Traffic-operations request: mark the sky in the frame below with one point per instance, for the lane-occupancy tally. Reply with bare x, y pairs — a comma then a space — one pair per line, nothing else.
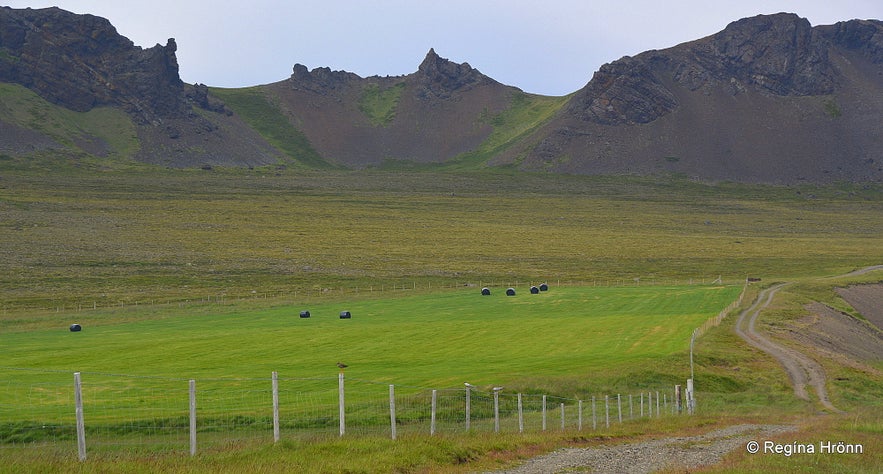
549, 47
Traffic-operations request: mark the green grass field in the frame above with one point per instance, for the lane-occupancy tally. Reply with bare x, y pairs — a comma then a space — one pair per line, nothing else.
196, 274
437, 340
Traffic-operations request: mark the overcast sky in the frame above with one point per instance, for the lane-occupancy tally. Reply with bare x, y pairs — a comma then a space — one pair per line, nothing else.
547, 47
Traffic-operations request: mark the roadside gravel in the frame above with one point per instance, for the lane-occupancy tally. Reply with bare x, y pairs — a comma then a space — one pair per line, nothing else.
651, 456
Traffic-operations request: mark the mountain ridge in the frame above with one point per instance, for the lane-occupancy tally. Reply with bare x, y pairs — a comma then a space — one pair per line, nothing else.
768, 99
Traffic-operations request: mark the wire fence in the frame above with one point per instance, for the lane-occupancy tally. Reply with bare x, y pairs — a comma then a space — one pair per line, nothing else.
88, 412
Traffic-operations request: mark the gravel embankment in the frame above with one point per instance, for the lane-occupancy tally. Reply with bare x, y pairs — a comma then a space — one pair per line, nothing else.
650, 456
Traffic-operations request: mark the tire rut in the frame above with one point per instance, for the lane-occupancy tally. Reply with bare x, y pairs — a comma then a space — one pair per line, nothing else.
801, 369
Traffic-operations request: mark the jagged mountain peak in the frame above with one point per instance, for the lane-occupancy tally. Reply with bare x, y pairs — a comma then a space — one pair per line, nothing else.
440, 76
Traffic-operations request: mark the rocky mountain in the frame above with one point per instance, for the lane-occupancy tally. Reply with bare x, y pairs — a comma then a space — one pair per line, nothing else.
81, 63
768, 99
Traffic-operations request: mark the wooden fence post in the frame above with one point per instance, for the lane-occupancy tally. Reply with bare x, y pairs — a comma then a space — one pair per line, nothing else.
81, 424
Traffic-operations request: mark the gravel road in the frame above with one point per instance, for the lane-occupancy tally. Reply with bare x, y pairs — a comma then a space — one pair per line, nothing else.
651, 456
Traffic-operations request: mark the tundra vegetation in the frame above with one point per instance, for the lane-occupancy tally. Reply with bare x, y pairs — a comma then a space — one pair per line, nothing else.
252, 247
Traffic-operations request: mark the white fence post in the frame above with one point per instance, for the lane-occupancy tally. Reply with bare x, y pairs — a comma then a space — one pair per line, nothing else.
562, 417
468, 406
678, 399
392, 410
496, 410
432, 416
275, 407
192, 417
691, 399
607, 410
81, 424
579, 415
520, 415
341, 405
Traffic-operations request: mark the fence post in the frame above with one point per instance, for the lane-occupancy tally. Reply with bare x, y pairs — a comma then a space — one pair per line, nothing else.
468, 404
691, 400
520, 415
392, 410
496, 410
678, 399
579, 415
192, 417
607, 410
432, 416
275, 407
341, 404
81, 424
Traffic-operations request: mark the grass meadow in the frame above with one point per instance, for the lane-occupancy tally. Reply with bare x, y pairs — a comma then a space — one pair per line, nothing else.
202, 274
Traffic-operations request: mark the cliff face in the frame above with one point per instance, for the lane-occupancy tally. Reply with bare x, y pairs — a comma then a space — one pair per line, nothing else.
432, 115
768, 99
80, 62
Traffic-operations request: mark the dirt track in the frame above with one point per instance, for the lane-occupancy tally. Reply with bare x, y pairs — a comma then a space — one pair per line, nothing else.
709, 448
801, 369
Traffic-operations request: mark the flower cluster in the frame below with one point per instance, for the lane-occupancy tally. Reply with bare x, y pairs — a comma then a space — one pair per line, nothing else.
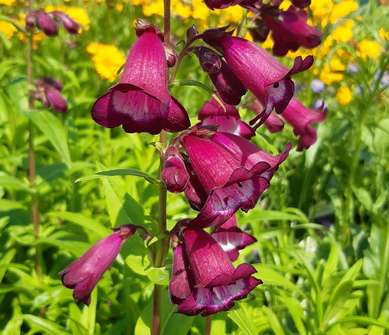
214, 163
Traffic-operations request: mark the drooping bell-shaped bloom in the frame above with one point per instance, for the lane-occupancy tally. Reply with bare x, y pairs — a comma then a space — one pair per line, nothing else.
273, 123
225, 118
71, 26
301, 3
231, 238
290, 31
226, 83
141, 102
204, 281
226, 173
83, 274
301, 119
260, 72
174, 173
48, 91
43, 21
220, 4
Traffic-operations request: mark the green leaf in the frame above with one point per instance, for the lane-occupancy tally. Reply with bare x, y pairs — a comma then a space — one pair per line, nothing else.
119, 172
241, 316
46, 326
53, 129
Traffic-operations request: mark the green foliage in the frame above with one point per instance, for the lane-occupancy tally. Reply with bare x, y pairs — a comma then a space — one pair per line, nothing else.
322, 227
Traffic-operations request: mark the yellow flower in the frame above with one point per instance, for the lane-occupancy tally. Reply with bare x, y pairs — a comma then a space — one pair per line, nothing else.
369, 49
107, 59
332, 72
342, 9
7, 2
78, 14
7, 29
344, 32
384, 34
153, 8
344, 95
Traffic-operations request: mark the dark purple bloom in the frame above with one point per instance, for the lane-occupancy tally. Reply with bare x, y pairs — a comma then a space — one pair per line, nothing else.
83, 274
69, 24
301, 3
273, 123
226, 83
258, 71
141, 102
226, 173
219, 4
48, 91
46, 23
225, 118
231, 238
301, 119
290, 31
174, 173
204, 281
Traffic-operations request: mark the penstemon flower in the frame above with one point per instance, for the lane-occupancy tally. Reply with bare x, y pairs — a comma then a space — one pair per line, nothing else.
141, 101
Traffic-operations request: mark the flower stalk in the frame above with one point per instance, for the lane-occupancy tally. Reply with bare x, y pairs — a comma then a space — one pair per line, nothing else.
31, 153
162, 245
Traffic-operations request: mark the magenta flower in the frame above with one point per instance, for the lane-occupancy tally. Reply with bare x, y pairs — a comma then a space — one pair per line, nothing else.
231, 238
141, 102
174, 174
71, 26
204, 281
48, 91
43, 21
83, 274
290, 31
301, 119
258, 71
273, 123
227, 173
225, 118
301, 3
226, 83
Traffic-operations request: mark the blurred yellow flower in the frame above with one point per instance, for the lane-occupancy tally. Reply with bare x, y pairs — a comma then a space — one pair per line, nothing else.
344, 32
78, 14
384, 34
342, 9
344, 95
107, 59
7, 2
7, 29
369, 49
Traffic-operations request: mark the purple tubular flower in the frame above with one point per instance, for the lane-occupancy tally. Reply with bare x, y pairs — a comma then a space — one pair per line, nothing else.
273, 123
301, 3
301, 119
291, 31
204, 281
46, 23
226, 83
141, 102
231, 238
69, 24
225, 118
227, 173
83, 274
258, 71
174, 173
48, 91
220, 4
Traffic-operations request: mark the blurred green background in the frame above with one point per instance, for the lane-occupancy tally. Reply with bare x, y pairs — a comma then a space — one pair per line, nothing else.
322, 227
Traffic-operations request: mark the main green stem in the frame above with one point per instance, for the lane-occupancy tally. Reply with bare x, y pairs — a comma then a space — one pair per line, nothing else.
35, 215
162, 246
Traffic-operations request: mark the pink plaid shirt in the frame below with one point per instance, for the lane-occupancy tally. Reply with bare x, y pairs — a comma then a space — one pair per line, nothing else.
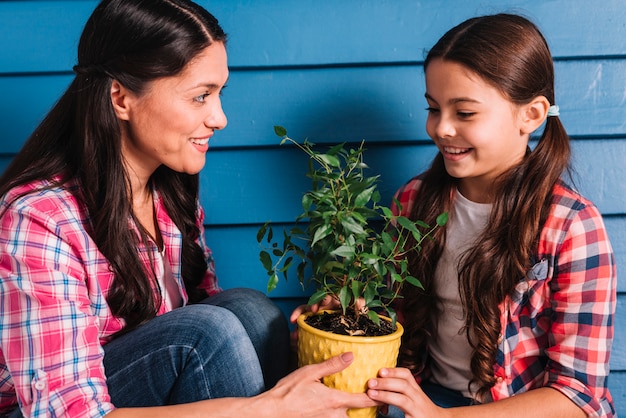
54, 317
557, 327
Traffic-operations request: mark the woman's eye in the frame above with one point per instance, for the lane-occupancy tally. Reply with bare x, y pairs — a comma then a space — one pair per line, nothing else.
201, 98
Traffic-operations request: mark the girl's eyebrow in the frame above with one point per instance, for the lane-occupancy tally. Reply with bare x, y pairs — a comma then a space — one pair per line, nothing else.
454, 100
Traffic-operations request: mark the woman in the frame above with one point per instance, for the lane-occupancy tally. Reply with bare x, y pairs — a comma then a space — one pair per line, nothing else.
108, 298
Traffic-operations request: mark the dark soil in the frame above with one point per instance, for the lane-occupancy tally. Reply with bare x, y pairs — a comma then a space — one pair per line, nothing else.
349, 324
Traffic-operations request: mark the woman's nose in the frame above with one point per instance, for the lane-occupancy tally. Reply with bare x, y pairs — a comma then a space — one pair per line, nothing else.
217, 118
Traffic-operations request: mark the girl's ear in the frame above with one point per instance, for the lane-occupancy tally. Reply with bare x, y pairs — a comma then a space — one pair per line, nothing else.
120, 98
534, 114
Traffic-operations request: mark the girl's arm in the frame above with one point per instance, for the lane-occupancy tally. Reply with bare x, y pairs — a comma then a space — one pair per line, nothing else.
398, 387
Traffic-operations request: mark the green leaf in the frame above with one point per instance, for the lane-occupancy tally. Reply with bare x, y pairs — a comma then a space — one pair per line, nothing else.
407, 223
272, 282
357, 287
370, 293
346, 251
280, 131
344, 298
374, 317
321, 233
266, 260
331, 160
317, 297
364, 196
414, 282
261, 233
352, 226
387, 212
307, 201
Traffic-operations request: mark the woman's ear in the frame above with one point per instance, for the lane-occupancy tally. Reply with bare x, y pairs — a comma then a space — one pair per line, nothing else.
534, 114
120, 98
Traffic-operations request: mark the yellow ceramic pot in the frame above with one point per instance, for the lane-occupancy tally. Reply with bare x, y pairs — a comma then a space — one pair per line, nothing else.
370, 355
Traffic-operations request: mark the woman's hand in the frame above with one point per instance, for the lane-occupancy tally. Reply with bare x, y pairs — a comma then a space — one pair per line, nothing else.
302, 394
398, 387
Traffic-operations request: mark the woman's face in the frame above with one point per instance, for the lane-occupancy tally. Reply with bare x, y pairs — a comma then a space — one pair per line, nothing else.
171, 122
476, 128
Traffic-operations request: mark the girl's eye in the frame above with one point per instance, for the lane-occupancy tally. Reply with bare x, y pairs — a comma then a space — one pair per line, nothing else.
201, 98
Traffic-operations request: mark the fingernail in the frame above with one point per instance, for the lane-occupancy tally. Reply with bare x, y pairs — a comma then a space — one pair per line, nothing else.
347, 357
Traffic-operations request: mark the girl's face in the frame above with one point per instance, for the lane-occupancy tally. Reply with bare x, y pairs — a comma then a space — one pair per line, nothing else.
172, 121
476, 128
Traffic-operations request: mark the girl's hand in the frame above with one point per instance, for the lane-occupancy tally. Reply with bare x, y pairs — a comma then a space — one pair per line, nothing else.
302, 393
398, 387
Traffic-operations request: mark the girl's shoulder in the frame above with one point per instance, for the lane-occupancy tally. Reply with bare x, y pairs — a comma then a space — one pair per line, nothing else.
570, 209
406, 194
568, 198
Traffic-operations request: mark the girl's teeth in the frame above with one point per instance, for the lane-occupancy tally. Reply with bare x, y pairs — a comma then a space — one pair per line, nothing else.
455, 150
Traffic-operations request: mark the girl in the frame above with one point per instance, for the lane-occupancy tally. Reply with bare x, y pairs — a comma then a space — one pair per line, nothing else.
520, 287
108, 297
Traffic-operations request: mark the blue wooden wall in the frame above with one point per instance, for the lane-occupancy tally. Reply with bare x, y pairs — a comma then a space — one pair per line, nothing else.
341, 71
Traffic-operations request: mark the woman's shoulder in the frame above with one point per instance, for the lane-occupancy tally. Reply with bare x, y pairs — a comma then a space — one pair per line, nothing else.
42, 196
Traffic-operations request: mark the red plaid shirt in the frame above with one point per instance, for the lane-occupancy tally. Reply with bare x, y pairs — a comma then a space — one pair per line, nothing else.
53, 313
557, 327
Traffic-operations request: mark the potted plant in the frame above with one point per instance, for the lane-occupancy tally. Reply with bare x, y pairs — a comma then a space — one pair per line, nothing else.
352, 249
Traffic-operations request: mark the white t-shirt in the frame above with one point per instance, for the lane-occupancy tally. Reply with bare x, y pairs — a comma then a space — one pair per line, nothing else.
169, 288
449, 347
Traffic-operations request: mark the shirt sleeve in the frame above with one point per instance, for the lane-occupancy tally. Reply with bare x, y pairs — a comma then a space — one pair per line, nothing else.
209, 283
49, 335
583, 305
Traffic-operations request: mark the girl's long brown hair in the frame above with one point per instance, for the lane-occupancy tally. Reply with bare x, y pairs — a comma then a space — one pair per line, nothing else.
508, 52
133, 42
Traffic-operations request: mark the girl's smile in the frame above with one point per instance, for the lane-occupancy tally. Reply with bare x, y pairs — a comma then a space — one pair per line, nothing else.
476, 128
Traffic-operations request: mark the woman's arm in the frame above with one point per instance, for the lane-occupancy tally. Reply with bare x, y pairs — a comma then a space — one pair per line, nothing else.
300, 394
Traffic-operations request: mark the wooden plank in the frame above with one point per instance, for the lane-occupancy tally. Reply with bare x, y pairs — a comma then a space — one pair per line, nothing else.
264, 184
339, 104
617, 386
616, 228
618, 355
42, 35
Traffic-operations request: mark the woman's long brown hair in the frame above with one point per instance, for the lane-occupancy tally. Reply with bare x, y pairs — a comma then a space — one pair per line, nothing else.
509, 53
133, 42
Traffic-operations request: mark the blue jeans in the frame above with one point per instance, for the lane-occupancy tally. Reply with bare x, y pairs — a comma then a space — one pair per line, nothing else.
233, 344
440, 395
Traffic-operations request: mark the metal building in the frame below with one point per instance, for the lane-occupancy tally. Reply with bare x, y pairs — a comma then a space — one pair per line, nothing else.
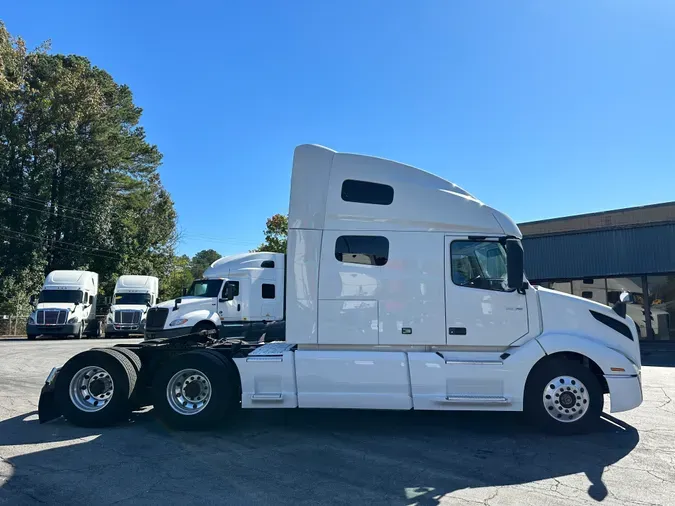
599, 255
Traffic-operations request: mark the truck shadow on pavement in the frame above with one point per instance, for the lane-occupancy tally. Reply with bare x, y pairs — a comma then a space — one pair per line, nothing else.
302, 457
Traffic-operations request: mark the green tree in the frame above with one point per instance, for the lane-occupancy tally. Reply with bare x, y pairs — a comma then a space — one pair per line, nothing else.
79, 187
178, 278
201, 261
276, 234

▶ _Stated goal_: Render the listing as a numbered list, beginning at the line that contains "Traffic-operations request: mark the wooden plank" and continuing through the end of the listing. Leave out blank lines and pictures.

▶ _Solved exercise_:
1. Traffic-operations request: mark the wooden plank in the frame above with one point per instance, for the lane-occupancy tally. Reply with bare x, y pairs — a comma then a space — one pair per line, nothing else.
2. 264, 184
3. 339, 104
4. 617, 386
5. 616, 228
6. 618, 355
7. 42, 35
8. Traffic-operations request: mark the woman's long brown hair in the frame above with one point per instance, for the lane-occupancy tally. Reply with bare x, y pairs — a comma then a space — one pair per line, nothing else.
9. 509, 53
10. 133, 42
11. Traffic-operations request: mark the blue jeans in the frame above with one point per instance, for the lane-occupancy tally. Reply with bare x, y pairs — a comma then a space — one pair per line, nothing else.
12. 233, 344
13. 440, 395
14. Traffic-operations request: mark the metal building in the frame below with one point per instance, for the lane-occupancy tally. Reply with bare x, y pairs — a comma then a space — one pair per line, nothing else.
15. 599, 255
16. Traffic-operations request: mark the truck shadow on pavement in the frame above with one point per instance, for the lane-occupancy tally. Reply with bare x, y pairs — a comma then a space — one pair per line, nothing else.
17. 302, 457
18. Traffic-operations request: mark the green tree in the frame above with one point per instance, for the lane-occupancy tally. Reply with bare x, y pairs — a comma then a space — one pair per line, nothing else.
19. 79, 187
20. 178, 278
21. 201, 261
22. 276, 234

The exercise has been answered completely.